▶ [Exercise 1]: In the text on the ExoMars Trace Gas Orbiter, what caused the Schiaparelli lander to crash onto the Martian surface?
▶ [Exercise 2]: From the text on the ExoMars Trace Gas Orbiter, copy the passage starting at "TGO also carried" and ending at "the landing process.".

(Provided text begins)

2016

ExoMars Trace Gas Orbiter

Numerous robotic flyby, orbiter, lander, and rover missions have been sent by the world’s space agencies to study the interesting and enigmatic history of Mars. A hallmark of this global program of Mars exploration has been that new missions follow up on previous puzzles and discoveries. In March 2016, the European Space Agency (ESA) launched the ExoMars Trace Gas Orbiter (TGO) mission, focusing its scientific studies on the detection and mapping of minor atmospheric gases (like methane) that could potentially provide diagnostic information about the past geologic and potentially biologic history of Mars. The spacecraft successfully went into an elliptical orbit in October 2016, and began using aerobraking to get to its eventual low-altitude near-polar circular orbit.

The detection and monitoring/mapping of methane on Mars has had a complicated history. Missions to the surface have measured only very small amounts—typically from zero to ten parts per billion, or ppb (Earth’s atmosphere typically has about 1,800 ppb). However, some ground-based telescopic observations have detected much higher methane levels—30 ppb or more—that vary over time on different parts of the planet. Atmospheric chemists have realized for decades that methane is relatively quickly broken down by ultraviolet radiation in the Martian atmosphere, so detection of significant amounts would imply that there is some active source that resupplies it. Potential sources include weathering of subsurface rocks, breakdown of other more complex surface or atmospheric organic molecules, or biologic activity of some kind.

While it may be a long shot, the possibility of deep, subsurface microbes or other biologic activity creating methane on Mars is a strong driver for TGO’s measurements. Planetary scientists and astrobiologists worldwide will be watching with great interest as the mission’s data sets continue to roll in and get analyzed and interpreted.

TGO also carried and deployed a small lander called Schiaparelli, designed to test ESA technologies for entry, descent, and landing vehicles to Mars, and pave the way for a more ambitious European rover mission in the early 2020s. The lander carried cameras and meteorology equipment, but, unfortunately, it crashed onto the surface because of software problems during the landing process.

SEE ALSO Mars (c. 4.5 Billion BCE), Mars and Its Canals (1906), First Mars Orbiters (1971), Vikings on Mars (1976), Life on Mars? (1996), First Rover on Mars (1997), Mars Global Surveyor (1997), Spirit and Opportunity on Mars (2004), Mars Science Laboratory Curiosity Rover (2012).

Artist’s rendering of the European Space Agency’s ExoMars Trace Gas Orbiter.

(Provided text ends)
(Data extract begins)

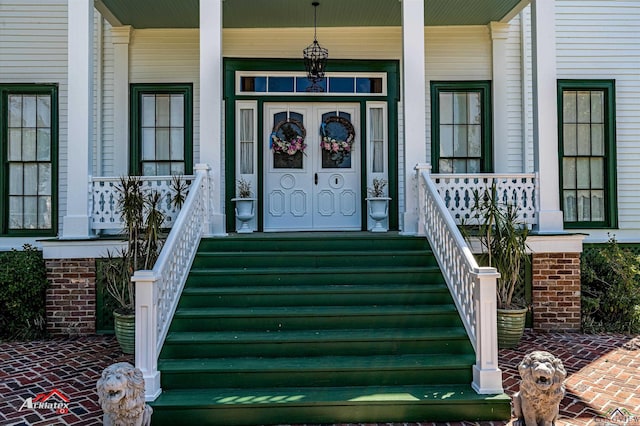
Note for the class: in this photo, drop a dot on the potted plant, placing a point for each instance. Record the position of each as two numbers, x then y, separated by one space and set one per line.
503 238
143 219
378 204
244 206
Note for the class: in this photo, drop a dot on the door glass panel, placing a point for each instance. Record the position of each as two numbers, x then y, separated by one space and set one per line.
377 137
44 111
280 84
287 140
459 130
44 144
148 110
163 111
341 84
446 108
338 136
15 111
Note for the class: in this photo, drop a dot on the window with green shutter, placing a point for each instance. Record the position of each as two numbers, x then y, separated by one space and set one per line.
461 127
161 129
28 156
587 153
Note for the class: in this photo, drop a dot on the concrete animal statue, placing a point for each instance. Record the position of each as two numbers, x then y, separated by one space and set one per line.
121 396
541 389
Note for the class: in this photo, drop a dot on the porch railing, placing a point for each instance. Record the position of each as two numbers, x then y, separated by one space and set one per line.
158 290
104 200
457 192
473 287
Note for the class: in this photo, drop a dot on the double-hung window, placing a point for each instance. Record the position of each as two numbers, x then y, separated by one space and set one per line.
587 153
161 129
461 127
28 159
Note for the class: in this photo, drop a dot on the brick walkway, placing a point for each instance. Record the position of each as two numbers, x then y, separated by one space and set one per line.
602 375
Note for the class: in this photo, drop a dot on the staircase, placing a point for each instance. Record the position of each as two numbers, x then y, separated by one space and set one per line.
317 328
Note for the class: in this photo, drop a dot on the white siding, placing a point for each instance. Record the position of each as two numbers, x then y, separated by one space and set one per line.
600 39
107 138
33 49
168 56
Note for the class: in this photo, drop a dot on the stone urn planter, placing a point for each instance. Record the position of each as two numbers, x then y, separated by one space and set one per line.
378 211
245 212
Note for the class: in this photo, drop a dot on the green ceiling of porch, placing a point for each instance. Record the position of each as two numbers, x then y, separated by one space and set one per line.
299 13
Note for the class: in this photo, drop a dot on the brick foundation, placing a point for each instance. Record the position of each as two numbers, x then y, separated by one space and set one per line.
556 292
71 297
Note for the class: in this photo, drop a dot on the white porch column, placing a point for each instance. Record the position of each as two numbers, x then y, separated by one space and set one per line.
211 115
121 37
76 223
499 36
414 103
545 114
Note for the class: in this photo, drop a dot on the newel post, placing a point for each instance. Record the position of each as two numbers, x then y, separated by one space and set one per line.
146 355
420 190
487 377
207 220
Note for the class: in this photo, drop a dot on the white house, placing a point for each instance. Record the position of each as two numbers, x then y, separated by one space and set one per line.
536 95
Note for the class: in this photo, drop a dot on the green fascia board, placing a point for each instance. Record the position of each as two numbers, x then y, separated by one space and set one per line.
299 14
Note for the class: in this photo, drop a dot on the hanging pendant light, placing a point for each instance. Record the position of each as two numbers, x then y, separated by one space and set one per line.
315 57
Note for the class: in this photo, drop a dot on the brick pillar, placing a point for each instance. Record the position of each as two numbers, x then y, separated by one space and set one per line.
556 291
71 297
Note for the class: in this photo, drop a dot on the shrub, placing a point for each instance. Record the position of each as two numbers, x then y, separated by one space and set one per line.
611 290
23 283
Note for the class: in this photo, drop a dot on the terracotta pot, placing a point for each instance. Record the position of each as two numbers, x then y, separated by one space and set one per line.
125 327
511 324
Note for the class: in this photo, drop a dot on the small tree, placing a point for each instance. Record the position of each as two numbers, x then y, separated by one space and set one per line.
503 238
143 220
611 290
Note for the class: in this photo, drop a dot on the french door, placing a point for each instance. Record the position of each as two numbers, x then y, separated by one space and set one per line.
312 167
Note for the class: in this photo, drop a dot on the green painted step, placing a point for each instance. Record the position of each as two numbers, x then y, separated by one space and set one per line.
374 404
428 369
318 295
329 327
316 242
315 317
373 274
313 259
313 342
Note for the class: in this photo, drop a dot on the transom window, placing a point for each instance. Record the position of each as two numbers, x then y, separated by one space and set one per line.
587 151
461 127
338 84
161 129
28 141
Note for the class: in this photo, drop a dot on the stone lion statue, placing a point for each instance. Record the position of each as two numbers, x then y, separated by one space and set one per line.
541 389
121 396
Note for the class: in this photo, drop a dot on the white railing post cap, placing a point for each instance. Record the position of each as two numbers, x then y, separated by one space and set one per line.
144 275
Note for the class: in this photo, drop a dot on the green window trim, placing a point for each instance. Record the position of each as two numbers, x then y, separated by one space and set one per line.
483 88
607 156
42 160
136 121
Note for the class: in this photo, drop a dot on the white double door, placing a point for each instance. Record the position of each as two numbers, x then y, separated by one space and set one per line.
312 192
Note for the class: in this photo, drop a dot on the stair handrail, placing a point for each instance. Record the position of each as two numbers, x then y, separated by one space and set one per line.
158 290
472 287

(Data extract ends)

▶ [Expected answer 1]: Software problems during the landing process caused it to crash.

▶ [Expected answer 2]:
TGO also carried and deployed a small lander called Schiaparelli, designed to test ESA technologies for entry, descent, and landing vehicles to Mars, and pave the way for a more ambitious European rover mission in the early 2020s. The lander carried cameras and meteorology equipment, but, unfortunately, it crashed onto the surface because of software problems during the landing process.